> _Extract to read_:
The same 63.2% / 95.0% / 99.3% benchmarks at 1τ, 3τ, and 5τ apply to both circuit types. For RL circuit calculations, use the RL Time Constant Calculator.

Common RC Time Constant Examples

Reference values to cross-check inputs and find familiar territory:

R C τ Typical Use
10 Ω 100 nF 1 μs High-frequency decoupling on a logic IC
100 Ω 1 μF 100 μs Audio coupling, switching transient snubber
1 kΩ 1 μF 1 ms Switching power supply decoupling
10 kΩ 1 μF 10 ms MCU debouncing, slow logic delay
100 kΩ 1 μF 100 ms Schmitt-trigger relaxation oscillator
100 kΩ 10 μF 1 s 555 timer slow timing
1 MΩ 1 μF 1 s Power-on reset, long RC delay
100 Ω 1000 μF 100 ms Power-supply bulk filter, soft-start

When your calculated τ does not match the expected range for your application, it usually means an off-by-1000 unit error — most often entering μF instead of nF, or F instead of μF.

Key Facts

  • The time constant τ = R·C has units of seconds when R is in ohms and C is in farads — ohm × farad = (V/A) × (A·s/V) = s.
  • After 1τ, voltage reaches 63.2% of final during charging. After 5τ, 99.3%. These percentages apply identically to both charge and discharge transients.
  • The half-voltage time τ·ln(2) ≈ 0.693·τ is when voltage crosses 50% — used for Schmitt trigger threshold calculations and 555 timer timing.
  • Energy stored in a capacitor at steady state is W = ½·C·V². A 100 nF cap at 5 V stores 1.25 μJ; a 1000 μF cap at 400 V stores 80 J.
  • During full charging from zero, exactly half the source energy is stored in the capacitor and half is dissipated in R, regardless of the value of R.
  • Capacitors retain charge long after power-off unless a discharge path is provided. A film capacitor at 400 V can remain hazardous for many minutes.
  • τ and the −3 dB cutoff frequency are reciprocal: f_c = 1/(2π·τ). A 1 ms time constant corresponds to a 159 Hz cutoff.
  • Supply voltage V does not affect τ. Doubling V doubles I_peak, quadruples stored energy, and doubles V_final — but τ = R·C is unchanged.
  • Class II ceramic dielectrics (X5R, X7R, Y5V) lose 30 to 80 percent of capacitance near their rated voltage under DC bias — effective τ may be much lower than nominal.
  • Polar capacitors (electrolytic, tantalum) fail catastrophically if reverse-biased even briefly — verify circuit polarity before energizing.

Applications

  • Power-supply bulk filter capacitors — settling time, inrush current, and stored energy screening for safety and component sizing.
  • Decoupling and bypass capacitors — charge recovery speed for IC switching current demands; first-order τ provides intuition for energy availability.

> _Data_:

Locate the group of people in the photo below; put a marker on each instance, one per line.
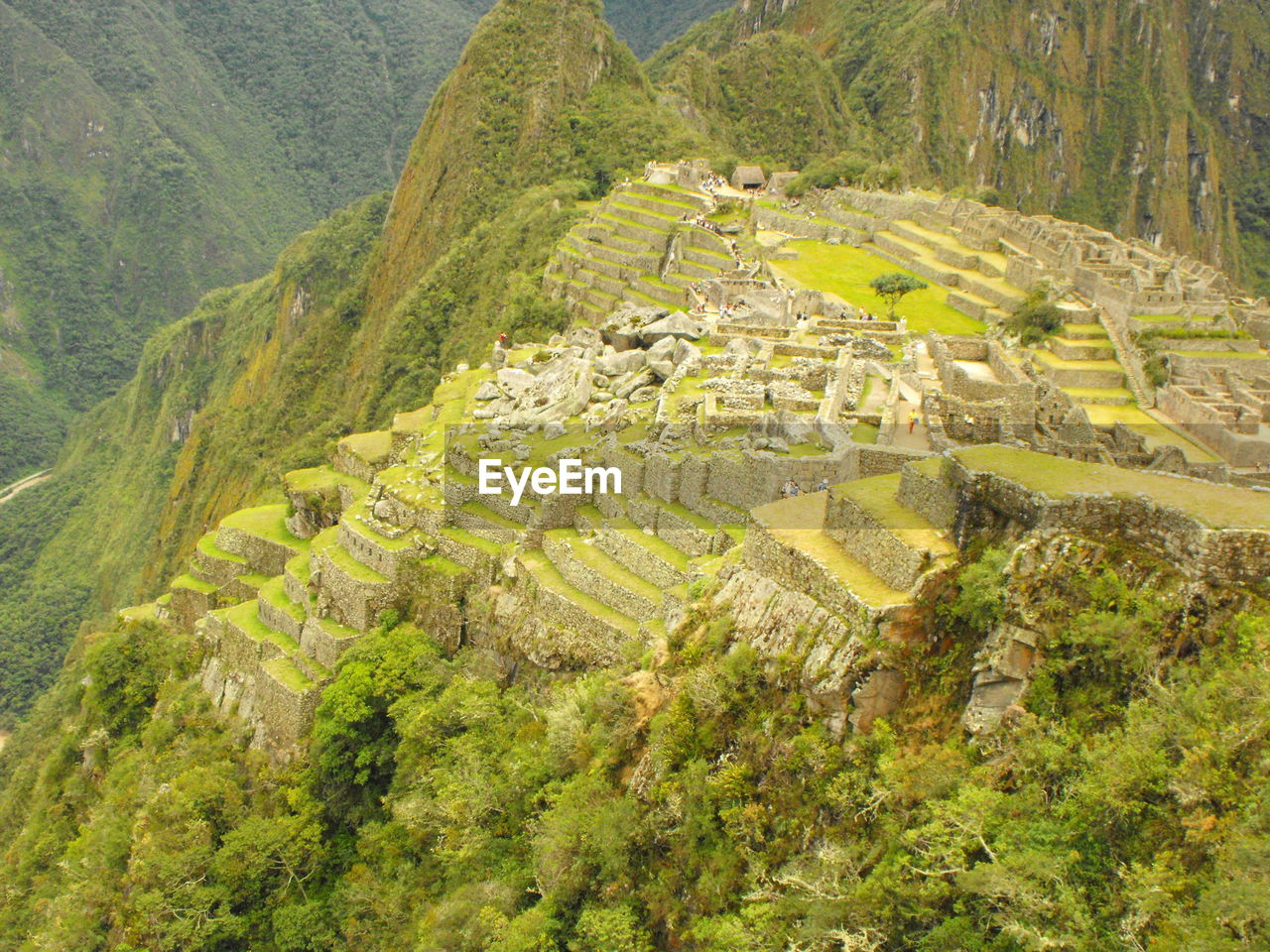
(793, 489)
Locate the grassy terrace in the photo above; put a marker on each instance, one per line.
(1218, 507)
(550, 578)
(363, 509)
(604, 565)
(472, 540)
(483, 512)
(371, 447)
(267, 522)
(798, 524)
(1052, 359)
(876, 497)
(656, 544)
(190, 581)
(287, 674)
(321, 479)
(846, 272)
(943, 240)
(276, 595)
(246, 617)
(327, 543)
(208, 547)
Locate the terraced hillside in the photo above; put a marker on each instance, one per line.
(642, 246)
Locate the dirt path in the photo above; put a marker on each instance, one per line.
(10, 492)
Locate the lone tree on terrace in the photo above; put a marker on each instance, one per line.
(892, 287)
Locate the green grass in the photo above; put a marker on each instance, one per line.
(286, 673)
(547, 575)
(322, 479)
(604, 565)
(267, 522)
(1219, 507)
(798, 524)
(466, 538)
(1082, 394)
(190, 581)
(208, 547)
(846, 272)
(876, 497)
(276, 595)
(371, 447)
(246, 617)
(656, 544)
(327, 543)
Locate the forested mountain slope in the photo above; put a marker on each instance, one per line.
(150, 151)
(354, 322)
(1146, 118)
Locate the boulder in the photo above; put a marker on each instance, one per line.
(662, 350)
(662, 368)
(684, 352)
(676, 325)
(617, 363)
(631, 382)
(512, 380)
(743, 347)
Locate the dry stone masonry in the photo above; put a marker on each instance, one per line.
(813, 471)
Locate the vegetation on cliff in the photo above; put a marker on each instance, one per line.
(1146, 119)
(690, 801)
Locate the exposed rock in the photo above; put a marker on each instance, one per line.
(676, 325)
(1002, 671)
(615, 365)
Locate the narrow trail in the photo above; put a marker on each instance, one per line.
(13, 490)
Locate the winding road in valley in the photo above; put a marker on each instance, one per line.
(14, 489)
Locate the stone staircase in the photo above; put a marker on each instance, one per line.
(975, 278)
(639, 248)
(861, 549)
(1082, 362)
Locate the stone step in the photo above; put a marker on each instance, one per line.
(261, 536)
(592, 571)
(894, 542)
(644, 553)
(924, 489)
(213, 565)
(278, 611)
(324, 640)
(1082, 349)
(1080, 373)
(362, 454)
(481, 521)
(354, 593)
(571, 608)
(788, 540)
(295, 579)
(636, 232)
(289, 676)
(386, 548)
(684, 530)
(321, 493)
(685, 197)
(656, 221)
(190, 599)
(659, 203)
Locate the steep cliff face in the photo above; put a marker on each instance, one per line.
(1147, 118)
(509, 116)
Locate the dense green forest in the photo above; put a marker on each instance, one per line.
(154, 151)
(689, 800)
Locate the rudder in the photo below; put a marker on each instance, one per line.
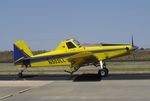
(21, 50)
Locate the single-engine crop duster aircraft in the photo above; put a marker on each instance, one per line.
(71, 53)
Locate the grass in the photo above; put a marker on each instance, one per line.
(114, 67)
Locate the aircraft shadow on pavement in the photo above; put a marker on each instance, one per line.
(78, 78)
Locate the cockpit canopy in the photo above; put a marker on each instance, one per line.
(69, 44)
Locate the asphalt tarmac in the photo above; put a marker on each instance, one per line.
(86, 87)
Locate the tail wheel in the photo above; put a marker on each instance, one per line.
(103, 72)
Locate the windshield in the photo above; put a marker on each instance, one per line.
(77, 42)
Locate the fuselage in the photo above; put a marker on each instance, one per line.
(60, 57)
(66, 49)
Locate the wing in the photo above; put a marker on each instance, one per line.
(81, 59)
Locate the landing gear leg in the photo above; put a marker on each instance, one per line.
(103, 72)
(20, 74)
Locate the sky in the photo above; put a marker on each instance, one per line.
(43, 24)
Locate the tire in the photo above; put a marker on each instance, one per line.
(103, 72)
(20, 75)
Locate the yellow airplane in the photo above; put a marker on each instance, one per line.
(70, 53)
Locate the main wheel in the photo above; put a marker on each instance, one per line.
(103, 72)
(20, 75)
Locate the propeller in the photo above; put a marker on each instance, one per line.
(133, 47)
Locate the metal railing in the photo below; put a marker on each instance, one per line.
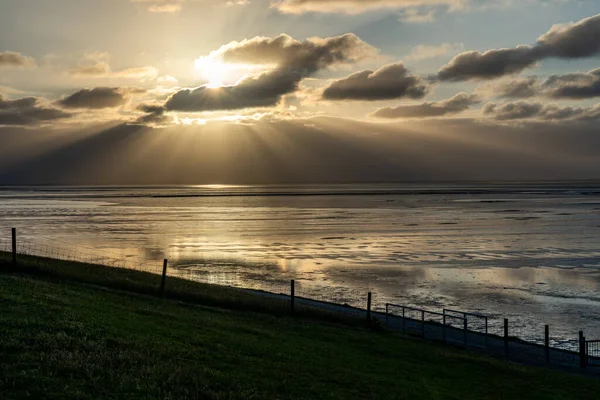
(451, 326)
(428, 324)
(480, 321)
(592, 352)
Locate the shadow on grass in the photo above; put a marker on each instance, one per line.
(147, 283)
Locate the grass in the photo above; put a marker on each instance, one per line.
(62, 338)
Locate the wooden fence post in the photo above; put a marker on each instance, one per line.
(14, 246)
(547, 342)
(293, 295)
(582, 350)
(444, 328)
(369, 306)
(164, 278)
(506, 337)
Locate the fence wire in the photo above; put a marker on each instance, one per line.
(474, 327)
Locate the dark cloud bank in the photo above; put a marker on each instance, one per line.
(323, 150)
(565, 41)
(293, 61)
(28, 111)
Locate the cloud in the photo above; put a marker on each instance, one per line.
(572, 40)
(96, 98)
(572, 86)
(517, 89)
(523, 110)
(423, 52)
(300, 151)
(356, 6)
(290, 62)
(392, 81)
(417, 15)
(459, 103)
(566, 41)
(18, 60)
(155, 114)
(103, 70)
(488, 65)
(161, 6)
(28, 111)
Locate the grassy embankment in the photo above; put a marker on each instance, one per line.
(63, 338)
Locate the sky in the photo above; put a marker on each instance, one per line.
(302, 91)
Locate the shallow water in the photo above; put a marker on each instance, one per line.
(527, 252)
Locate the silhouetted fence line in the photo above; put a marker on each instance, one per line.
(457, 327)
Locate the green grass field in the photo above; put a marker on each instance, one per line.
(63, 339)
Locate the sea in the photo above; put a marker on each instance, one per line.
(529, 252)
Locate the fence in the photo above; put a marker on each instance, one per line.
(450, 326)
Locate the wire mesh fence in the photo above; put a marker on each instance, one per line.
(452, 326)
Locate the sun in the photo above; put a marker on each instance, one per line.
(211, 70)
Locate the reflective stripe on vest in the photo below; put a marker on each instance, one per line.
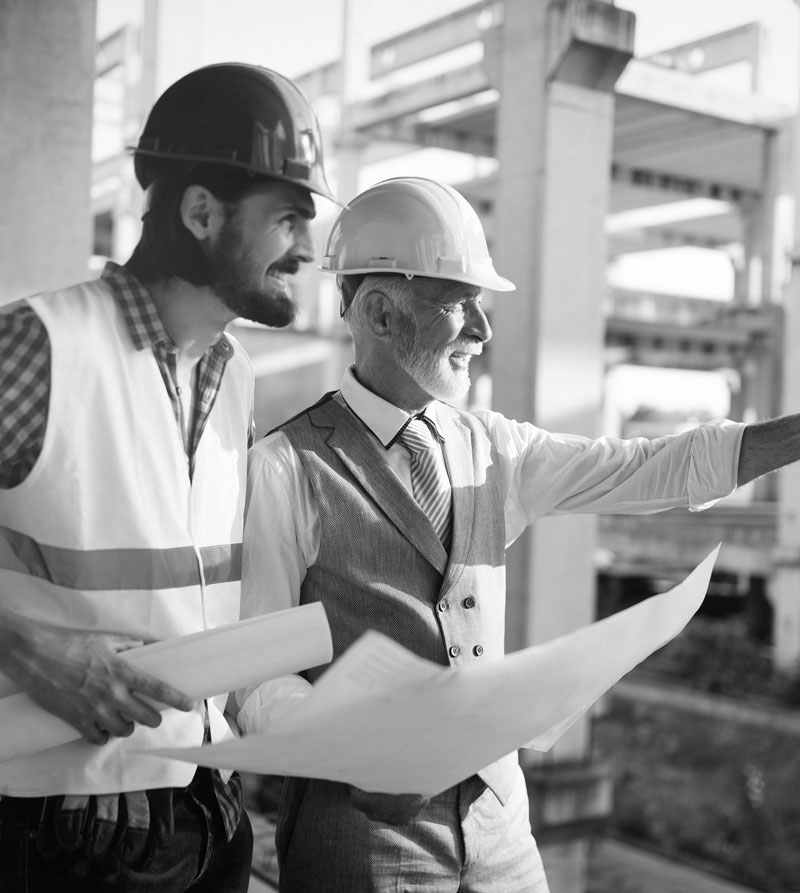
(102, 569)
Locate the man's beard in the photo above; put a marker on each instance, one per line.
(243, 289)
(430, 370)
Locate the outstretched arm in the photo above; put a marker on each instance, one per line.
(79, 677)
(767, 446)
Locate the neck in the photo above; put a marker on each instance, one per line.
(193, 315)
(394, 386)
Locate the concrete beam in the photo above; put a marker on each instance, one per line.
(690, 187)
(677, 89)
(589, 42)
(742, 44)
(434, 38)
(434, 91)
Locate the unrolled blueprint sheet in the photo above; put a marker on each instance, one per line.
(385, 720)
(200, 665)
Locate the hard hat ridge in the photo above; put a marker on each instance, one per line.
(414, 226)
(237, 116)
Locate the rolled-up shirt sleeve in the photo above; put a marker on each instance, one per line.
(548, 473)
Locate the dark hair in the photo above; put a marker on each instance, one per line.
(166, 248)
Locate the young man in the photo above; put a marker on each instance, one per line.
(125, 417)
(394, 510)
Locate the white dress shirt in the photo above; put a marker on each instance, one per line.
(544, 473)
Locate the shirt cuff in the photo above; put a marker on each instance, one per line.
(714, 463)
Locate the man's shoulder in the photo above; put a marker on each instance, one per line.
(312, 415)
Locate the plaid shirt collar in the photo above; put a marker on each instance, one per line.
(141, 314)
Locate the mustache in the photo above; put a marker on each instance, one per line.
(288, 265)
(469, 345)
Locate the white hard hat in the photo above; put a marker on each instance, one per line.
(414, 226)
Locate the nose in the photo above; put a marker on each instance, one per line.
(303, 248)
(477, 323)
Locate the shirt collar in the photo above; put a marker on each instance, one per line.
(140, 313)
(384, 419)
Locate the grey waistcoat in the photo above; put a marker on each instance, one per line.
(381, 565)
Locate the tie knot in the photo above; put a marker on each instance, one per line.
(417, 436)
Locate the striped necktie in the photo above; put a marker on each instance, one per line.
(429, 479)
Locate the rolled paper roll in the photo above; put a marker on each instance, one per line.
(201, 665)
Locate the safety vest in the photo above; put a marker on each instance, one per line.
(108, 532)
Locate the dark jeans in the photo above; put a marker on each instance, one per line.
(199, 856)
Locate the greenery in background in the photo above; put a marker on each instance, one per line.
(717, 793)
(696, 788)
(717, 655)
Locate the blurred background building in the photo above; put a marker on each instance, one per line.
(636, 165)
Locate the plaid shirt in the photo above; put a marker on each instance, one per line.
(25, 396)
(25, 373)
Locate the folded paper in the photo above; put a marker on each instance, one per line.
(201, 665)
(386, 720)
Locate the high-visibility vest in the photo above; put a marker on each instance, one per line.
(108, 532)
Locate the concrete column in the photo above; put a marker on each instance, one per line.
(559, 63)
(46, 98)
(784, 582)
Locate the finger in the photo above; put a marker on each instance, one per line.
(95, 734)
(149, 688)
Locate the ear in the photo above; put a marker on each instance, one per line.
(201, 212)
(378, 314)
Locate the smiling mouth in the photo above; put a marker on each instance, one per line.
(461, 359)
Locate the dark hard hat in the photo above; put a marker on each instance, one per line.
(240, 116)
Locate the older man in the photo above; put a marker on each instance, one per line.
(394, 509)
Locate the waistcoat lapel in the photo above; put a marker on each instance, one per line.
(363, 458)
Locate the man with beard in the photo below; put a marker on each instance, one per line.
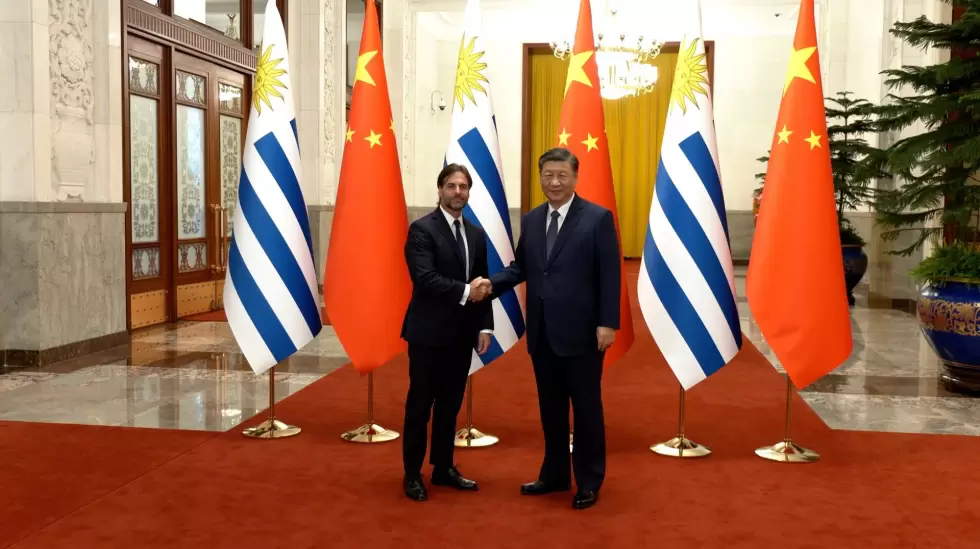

> _Written request A_: List every Class II ceramic dielectric named in the RC time constant text.
> _Written request B_: Write the next part of the RC time constant text, picking up after its final line.

> _Answer A_: X5R, X7R, Y5V

> _Answer B_:
  • Timer and delay circuits — RC delay for Schmitt triggers, 555 timers, and MCU debouncing; half-voltage time τ·ln(2) gives threshold crossing for 50% V threshold.
  • Coupling capacitors — AC signal blocking of DC with first-order high-pass cutoff f_c = 1/(2π·R·C).
  • Snubber networks — RC time constant reference for switch-ringing damping and dV/dt control.
  • Audio and instrumentation filters — first-order RC rolloff at f_c for tone controls, anti-aliasing prefilters, and post-DAC smoothing.
  • Sample-and-hold circuits — 5τ acquisition time estimation for hold capacitor charge recovery from source impedance.
  • Design Verification — checking whether a chosen R and C combination meets a target time constant within component tolerance.
  • Bleed resistor sizing — computing safe-discharge time and continuous power for high-voltage bulk capacitors per IEC 61010-1 requirements.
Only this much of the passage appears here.